Data to process:
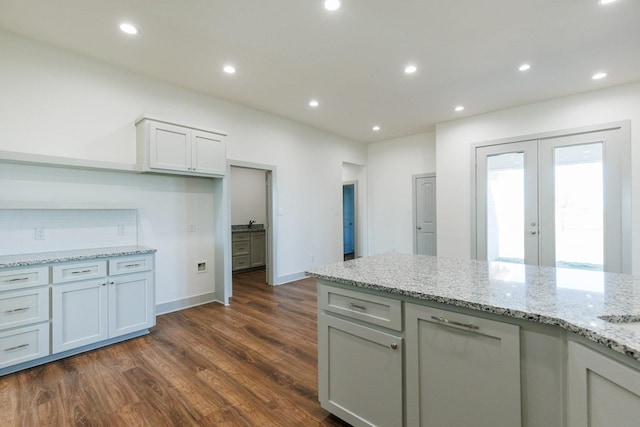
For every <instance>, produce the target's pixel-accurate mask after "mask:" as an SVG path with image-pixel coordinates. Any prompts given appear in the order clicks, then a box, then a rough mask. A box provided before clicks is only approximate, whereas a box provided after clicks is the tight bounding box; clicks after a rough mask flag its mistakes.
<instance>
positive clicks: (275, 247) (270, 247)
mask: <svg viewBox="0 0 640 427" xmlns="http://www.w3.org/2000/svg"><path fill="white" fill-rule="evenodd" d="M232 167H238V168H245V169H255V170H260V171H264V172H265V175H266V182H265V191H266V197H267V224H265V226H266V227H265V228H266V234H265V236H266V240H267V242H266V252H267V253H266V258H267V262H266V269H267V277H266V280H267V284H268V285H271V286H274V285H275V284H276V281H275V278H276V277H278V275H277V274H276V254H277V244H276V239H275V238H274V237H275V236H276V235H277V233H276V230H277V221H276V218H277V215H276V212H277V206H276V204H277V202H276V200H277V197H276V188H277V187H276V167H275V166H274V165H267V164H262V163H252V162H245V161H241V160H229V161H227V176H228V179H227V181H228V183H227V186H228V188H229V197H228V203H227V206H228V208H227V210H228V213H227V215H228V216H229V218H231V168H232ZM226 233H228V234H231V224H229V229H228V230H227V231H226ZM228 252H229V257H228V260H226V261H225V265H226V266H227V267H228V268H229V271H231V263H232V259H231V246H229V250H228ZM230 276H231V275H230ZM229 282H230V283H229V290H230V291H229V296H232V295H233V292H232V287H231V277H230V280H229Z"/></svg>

---

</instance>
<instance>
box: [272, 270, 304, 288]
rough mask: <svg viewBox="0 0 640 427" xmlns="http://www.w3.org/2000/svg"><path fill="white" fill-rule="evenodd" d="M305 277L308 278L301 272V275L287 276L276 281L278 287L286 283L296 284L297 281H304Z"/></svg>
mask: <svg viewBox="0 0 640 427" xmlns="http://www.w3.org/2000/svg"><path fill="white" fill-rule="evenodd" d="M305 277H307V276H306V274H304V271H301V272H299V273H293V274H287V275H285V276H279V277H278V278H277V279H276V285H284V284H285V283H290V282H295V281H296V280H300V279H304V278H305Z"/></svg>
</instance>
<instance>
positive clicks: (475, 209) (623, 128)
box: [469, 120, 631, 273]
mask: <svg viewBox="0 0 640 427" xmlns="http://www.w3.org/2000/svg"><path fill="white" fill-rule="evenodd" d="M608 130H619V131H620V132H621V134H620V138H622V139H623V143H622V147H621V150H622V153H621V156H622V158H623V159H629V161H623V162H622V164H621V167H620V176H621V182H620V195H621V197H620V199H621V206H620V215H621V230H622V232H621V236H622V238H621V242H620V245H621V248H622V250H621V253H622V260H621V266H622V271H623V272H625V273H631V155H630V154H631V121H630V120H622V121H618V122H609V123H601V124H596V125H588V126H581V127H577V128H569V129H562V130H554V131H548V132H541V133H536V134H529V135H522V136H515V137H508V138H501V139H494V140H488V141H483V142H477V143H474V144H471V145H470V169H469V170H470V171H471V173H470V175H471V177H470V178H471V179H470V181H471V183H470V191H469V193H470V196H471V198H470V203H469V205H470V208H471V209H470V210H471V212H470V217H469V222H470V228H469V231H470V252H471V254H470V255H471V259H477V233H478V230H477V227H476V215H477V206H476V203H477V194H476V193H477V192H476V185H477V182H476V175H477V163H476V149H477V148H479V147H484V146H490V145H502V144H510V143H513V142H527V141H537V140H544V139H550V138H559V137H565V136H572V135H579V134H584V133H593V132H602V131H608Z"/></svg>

Exercise description: Which lines of the data above contain the word "positive"? Locate each of them and copy it out in full.

Written answer:
positive clicks: (275, 247) (270, 247)
positive clicks: (475, 209) (623, 128)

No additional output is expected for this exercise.